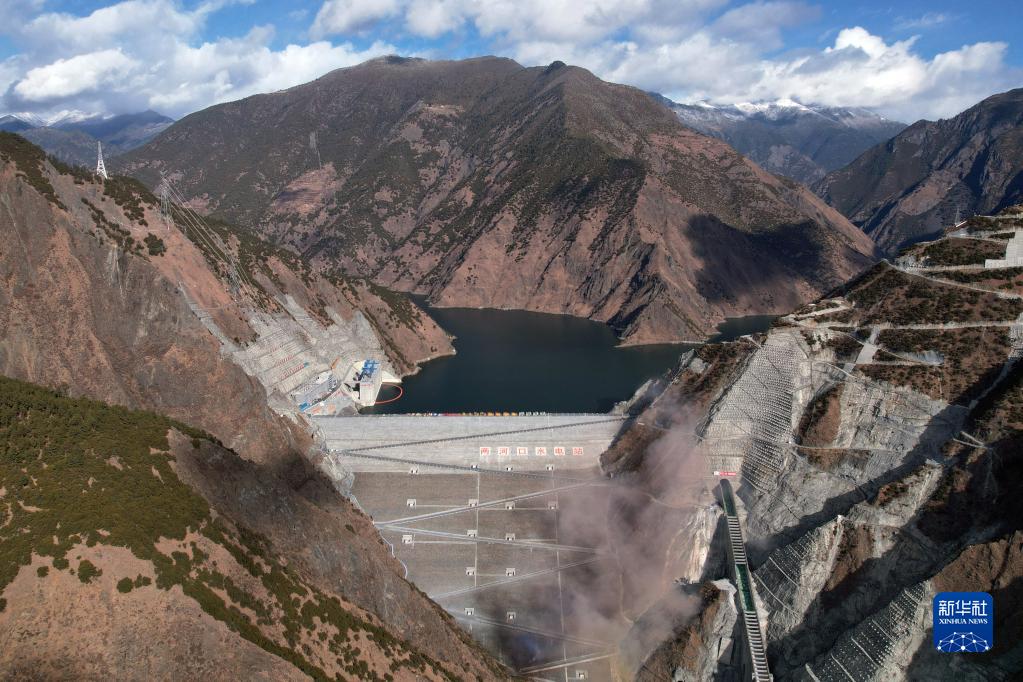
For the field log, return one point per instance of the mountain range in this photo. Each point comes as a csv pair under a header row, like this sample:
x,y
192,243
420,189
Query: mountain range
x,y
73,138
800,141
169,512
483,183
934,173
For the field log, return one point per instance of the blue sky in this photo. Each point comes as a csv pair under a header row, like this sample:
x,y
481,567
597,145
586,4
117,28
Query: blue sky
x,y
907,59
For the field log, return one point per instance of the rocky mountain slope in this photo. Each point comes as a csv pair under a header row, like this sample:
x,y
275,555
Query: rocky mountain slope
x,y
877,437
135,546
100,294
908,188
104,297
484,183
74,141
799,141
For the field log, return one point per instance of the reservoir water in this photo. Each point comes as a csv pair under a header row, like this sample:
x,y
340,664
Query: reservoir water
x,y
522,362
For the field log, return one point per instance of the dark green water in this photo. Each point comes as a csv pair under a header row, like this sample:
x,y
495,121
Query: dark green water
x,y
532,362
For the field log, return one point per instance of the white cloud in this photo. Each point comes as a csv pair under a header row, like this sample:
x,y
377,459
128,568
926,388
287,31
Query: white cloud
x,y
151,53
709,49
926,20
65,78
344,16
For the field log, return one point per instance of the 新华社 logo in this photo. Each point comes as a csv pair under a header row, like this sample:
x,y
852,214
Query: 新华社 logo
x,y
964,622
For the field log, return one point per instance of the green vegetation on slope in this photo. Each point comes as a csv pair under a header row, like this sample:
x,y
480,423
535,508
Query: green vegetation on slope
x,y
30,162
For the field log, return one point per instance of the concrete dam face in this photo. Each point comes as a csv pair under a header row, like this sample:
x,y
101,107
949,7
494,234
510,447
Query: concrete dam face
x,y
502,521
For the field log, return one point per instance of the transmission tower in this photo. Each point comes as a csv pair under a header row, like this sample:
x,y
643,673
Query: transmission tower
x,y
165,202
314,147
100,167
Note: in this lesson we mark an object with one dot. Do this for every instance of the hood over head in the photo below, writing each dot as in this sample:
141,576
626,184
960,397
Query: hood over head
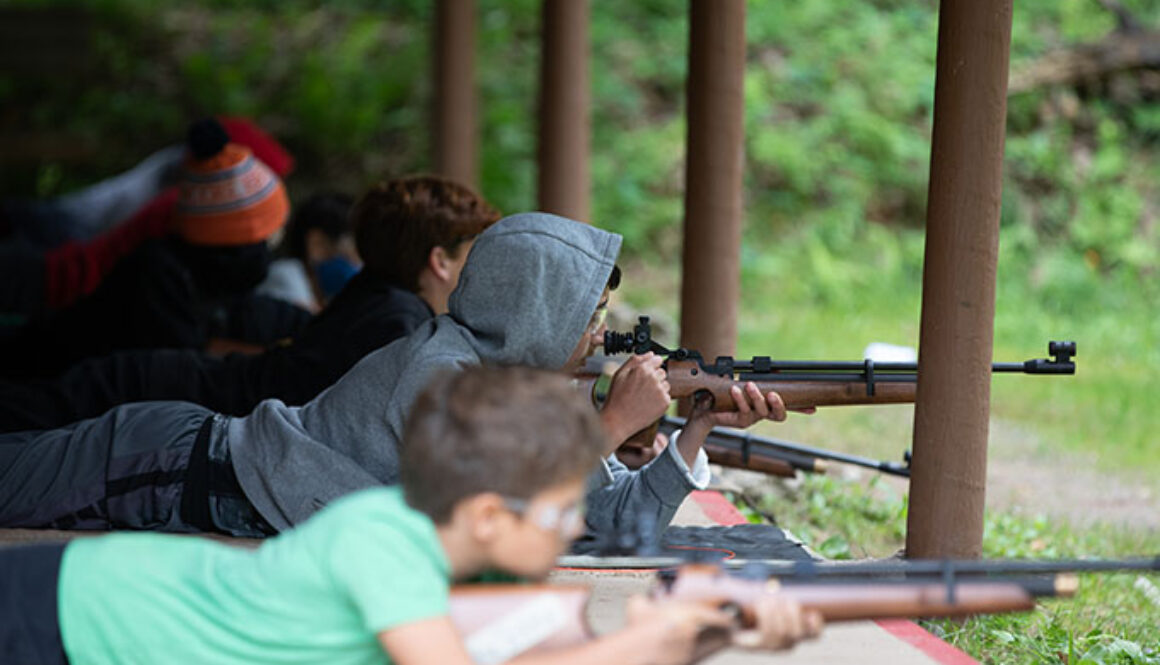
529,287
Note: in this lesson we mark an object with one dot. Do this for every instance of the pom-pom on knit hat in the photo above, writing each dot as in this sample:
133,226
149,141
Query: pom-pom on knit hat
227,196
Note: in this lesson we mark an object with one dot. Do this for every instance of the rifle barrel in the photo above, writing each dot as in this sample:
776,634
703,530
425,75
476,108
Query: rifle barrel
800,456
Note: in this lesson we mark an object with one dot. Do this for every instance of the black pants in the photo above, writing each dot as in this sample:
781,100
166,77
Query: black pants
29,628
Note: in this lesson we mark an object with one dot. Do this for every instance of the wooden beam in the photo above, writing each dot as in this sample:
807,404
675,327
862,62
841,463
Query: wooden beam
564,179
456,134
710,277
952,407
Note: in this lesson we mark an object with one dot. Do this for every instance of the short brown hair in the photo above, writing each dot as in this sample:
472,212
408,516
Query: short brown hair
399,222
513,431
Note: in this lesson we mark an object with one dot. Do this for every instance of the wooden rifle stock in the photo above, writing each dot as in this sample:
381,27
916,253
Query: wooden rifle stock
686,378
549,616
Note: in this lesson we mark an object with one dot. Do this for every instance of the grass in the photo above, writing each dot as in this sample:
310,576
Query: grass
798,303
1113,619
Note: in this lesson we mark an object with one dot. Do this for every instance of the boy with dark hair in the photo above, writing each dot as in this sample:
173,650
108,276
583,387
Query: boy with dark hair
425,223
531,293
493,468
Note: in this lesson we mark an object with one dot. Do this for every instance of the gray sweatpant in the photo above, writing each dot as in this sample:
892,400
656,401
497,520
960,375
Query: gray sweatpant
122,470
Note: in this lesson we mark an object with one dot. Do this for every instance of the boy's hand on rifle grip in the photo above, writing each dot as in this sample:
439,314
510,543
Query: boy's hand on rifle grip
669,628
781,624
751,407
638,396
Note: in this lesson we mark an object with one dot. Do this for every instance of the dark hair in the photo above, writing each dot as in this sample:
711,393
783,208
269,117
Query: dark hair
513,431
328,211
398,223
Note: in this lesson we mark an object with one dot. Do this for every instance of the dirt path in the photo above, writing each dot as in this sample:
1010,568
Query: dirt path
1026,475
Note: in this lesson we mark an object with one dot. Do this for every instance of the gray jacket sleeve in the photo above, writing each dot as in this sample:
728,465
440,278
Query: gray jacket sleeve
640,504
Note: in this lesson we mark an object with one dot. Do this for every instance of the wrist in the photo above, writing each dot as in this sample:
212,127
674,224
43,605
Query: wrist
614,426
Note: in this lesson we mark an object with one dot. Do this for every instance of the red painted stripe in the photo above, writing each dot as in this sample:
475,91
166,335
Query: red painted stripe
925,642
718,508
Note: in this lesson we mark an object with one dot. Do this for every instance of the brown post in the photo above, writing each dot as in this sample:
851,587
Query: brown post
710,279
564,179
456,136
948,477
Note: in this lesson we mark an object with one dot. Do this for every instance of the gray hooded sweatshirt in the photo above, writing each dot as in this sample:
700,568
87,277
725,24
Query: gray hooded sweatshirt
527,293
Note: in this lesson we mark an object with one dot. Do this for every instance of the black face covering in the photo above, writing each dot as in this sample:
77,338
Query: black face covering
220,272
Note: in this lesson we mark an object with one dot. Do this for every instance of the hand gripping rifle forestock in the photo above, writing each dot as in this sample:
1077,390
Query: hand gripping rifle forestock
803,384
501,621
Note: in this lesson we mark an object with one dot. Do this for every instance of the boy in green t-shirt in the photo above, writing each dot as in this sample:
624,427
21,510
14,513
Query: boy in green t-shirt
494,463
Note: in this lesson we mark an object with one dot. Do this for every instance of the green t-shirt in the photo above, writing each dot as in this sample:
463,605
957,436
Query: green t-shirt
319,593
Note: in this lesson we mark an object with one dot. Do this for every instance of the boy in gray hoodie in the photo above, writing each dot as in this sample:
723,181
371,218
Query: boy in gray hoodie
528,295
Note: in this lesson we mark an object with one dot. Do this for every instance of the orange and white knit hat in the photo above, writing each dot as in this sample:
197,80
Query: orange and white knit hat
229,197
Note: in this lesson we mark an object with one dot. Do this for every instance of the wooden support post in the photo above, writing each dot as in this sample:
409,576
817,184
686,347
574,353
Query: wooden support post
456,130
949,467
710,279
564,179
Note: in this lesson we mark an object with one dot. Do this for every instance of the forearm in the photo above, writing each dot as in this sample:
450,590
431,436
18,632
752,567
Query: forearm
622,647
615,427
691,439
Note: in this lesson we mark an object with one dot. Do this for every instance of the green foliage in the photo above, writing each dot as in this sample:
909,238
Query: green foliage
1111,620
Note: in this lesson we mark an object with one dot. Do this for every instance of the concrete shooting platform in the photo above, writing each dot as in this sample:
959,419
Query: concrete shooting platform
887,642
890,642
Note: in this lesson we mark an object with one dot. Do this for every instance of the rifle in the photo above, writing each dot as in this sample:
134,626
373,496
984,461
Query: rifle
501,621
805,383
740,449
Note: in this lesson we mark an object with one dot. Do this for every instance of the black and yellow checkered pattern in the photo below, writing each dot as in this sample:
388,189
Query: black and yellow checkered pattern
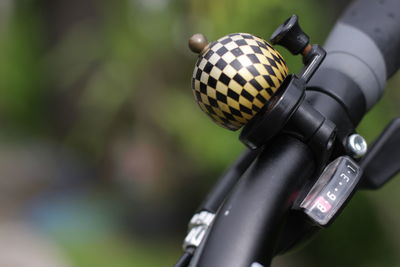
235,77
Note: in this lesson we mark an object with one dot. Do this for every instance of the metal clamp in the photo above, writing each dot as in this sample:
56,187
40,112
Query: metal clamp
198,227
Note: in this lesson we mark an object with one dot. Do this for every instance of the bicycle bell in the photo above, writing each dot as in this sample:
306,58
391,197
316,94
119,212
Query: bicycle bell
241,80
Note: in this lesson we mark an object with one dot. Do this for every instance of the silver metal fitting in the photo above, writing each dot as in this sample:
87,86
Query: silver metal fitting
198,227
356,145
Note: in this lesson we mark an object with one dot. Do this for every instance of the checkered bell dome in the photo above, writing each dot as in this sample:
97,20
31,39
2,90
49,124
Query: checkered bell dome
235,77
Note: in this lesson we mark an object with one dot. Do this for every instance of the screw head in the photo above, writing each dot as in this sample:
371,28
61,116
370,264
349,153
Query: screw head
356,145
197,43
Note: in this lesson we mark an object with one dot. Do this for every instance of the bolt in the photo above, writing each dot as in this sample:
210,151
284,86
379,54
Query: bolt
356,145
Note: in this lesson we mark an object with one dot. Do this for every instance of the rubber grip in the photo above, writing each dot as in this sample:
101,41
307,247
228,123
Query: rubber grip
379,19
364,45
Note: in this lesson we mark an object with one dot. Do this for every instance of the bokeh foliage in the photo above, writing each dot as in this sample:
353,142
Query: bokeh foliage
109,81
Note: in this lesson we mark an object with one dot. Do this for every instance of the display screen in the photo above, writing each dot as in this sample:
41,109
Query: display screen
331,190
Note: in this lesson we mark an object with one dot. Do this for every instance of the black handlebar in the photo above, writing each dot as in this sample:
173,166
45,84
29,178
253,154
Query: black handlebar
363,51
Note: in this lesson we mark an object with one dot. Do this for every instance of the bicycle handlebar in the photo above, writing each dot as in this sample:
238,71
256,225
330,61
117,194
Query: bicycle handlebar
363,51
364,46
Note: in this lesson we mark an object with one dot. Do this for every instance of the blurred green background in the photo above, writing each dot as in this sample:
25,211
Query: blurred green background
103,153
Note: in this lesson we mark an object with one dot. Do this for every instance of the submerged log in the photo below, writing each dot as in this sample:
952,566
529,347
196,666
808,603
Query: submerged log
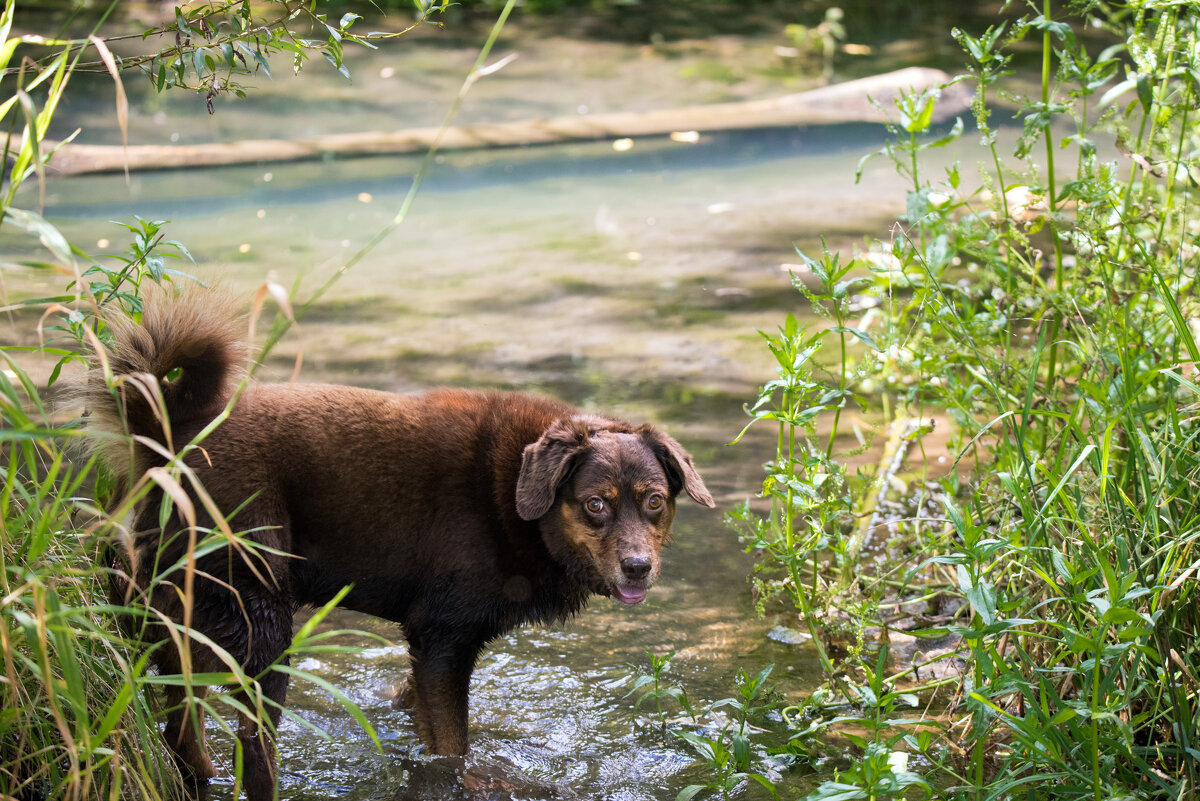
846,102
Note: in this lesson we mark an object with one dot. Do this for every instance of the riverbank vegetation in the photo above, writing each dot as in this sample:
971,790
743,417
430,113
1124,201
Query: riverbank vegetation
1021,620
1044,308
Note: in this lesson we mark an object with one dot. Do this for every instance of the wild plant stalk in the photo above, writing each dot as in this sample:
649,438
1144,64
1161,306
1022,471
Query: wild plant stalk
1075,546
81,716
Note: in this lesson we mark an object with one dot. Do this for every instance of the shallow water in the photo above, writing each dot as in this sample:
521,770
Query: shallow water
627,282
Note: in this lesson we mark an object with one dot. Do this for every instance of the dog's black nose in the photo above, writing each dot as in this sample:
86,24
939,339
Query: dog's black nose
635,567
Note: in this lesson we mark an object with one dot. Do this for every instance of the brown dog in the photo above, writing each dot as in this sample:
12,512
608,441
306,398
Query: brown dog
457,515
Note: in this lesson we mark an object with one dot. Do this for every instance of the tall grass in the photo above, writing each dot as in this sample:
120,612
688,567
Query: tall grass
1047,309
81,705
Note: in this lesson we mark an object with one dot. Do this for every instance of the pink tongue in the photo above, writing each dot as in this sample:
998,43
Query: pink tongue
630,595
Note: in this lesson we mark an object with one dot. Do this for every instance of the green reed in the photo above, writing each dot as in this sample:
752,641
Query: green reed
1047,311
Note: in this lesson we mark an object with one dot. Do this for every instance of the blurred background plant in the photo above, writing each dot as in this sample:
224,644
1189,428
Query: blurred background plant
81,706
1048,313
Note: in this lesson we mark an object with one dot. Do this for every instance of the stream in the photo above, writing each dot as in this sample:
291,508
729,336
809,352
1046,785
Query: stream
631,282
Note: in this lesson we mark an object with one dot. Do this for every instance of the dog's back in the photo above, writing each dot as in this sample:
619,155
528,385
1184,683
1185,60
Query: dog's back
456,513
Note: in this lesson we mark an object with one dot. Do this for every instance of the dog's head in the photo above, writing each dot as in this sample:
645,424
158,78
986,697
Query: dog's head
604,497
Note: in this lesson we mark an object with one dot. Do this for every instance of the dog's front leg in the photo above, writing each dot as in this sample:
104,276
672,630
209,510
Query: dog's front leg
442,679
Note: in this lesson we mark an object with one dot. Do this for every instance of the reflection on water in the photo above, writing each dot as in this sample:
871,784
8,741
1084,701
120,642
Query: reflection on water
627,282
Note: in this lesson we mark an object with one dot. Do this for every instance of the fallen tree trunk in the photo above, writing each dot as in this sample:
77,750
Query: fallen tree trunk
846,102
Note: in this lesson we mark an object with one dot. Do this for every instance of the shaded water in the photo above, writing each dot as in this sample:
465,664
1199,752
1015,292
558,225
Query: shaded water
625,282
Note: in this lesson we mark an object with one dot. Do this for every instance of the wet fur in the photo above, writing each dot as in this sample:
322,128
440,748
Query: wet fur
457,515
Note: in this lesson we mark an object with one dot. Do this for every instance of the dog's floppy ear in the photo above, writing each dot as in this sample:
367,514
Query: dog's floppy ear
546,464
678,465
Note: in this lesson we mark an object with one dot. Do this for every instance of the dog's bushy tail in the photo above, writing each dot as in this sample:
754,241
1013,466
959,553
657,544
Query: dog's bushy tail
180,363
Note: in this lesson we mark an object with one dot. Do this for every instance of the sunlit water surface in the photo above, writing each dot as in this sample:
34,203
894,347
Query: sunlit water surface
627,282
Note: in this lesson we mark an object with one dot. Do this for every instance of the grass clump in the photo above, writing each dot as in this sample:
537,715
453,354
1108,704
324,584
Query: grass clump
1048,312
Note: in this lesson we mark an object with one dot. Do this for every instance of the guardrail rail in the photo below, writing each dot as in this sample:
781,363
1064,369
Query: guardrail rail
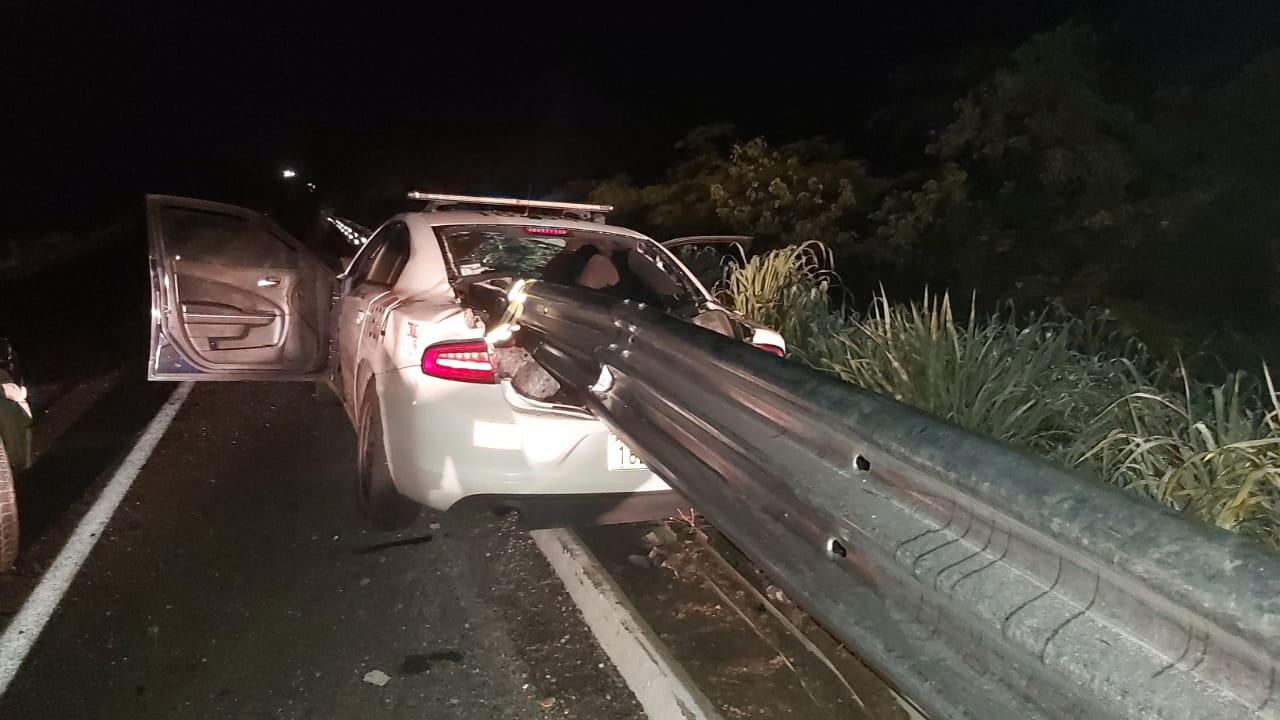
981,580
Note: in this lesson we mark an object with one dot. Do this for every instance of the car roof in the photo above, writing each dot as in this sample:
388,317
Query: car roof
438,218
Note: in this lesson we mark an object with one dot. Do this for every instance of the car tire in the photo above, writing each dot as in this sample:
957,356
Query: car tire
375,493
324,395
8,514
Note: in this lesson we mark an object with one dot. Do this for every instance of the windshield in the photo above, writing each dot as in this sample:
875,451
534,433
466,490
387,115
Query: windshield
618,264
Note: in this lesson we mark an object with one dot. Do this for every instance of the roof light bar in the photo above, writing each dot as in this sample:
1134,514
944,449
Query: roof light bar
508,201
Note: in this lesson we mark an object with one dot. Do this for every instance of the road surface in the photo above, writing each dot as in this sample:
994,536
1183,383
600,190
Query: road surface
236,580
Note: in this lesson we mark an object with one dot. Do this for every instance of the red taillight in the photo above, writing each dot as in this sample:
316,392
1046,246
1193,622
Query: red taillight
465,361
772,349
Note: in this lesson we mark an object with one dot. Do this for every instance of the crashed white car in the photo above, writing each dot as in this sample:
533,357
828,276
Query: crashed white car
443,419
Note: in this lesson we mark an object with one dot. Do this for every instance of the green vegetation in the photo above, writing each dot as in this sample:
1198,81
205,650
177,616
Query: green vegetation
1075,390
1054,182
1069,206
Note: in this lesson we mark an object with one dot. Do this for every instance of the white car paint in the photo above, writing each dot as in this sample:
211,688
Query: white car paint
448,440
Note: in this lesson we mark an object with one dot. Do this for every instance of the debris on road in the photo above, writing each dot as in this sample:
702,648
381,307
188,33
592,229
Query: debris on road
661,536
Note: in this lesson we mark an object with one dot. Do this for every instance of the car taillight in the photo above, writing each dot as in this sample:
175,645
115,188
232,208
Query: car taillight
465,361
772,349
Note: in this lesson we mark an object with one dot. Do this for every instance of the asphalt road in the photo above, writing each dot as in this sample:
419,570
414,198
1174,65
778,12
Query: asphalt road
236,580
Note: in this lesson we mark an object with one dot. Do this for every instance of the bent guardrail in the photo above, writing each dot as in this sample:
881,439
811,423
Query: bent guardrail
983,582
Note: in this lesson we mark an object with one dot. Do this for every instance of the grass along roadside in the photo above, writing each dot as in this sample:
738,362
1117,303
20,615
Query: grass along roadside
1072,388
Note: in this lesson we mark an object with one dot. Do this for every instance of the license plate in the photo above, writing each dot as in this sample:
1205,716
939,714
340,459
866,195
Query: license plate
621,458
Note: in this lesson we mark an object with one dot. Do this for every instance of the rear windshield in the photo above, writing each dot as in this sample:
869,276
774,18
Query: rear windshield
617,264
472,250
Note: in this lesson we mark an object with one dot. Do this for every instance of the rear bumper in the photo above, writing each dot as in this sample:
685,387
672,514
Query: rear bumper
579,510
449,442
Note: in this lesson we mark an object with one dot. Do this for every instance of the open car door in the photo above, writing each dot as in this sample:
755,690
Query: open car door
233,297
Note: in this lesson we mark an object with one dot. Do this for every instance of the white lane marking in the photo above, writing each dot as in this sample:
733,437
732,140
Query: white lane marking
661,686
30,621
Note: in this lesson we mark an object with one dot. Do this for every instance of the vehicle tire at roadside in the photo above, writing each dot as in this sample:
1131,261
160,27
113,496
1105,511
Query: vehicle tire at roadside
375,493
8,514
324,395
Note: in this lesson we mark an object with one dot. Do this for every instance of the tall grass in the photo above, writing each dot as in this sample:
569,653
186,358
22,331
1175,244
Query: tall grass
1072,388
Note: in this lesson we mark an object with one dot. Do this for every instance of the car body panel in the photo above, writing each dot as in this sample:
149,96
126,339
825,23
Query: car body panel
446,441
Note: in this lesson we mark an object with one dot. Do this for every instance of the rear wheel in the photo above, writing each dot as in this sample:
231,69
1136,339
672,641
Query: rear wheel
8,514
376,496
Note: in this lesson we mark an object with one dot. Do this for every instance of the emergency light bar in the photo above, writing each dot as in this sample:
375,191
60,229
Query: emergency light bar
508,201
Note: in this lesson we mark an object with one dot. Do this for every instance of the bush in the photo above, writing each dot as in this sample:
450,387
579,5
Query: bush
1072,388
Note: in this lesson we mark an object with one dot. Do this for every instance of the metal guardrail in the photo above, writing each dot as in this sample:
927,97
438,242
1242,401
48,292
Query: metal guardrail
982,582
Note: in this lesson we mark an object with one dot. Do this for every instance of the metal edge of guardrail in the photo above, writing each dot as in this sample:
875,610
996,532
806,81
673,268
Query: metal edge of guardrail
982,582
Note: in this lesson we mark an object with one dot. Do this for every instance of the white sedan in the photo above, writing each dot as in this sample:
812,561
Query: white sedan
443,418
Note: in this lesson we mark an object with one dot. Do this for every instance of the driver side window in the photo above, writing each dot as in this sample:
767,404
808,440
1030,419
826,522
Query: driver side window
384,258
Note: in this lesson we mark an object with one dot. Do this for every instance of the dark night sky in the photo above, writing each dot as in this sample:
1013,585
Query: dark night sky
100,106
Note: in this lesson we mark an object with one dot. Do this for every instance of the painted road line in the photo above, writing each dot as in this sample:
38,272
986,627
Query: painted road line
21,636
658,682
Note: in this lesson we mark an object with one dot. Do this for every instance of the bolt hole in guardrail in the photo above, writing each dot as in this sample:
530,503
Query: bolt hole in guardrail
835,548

━━━━━━━━━━━━━━━━━━━━

TO BE DONE
Return, word for word, every line from the line with "of the bush" to the final line of the data.

SOLUTION
Note: in this lesson we mark an object with one dot. Do this for every instance of the bush in the photo above, writing each dot as in this sample:
450,387
579,5
Query: bush
1072,388
Note: in this lesson we mark an object with one dot. Do this for every instance of the metal guardrail in the photo above, writing each dot as in this sample:
927,97
438,242
1242,401
48,292
Query: metal guardrail
982,582
Note: in this lesson we mark an object with one dot. Do this for every instance of the metal edge of guardrail in the photo above, writing each dot as in this sample:
875,610
996,532
806,81
673,268
Query: metal edge of guardrail
982,582
Note: in this lesson we mark an object with one dot. Do this for every instance of the white sedan in the photo above, writing each dot as in this sample:
812,561
Query: white sedan
443,418
Note: in this lesson we mark an object with one dot. Do this for every instance of the driver side window in the photo above, writing each dot as in this sample:
767,404
808,440
1030,419
826,522
Query: driver side window
384,258
Note: in this lesson we mark an object with one dot. Do this for every instance of the dark night sky in the photo above, writing each dot as in this sample:
1013,585
Query: dark night sky
100,106
Note: in this lesson we mark an object with one dot. Do this for every instance of the painted road line in the photo above, writing each dot as in this sample:
38,272
986,627
Query: painted road line
21,636
658,682
Note: in this lesson we mark an object with one dot. Do this for every instance of the bolt hole in guardrail in the photo above, writing each dot as in this sample:
530,503
Query: bolt hole in guardrail
835,548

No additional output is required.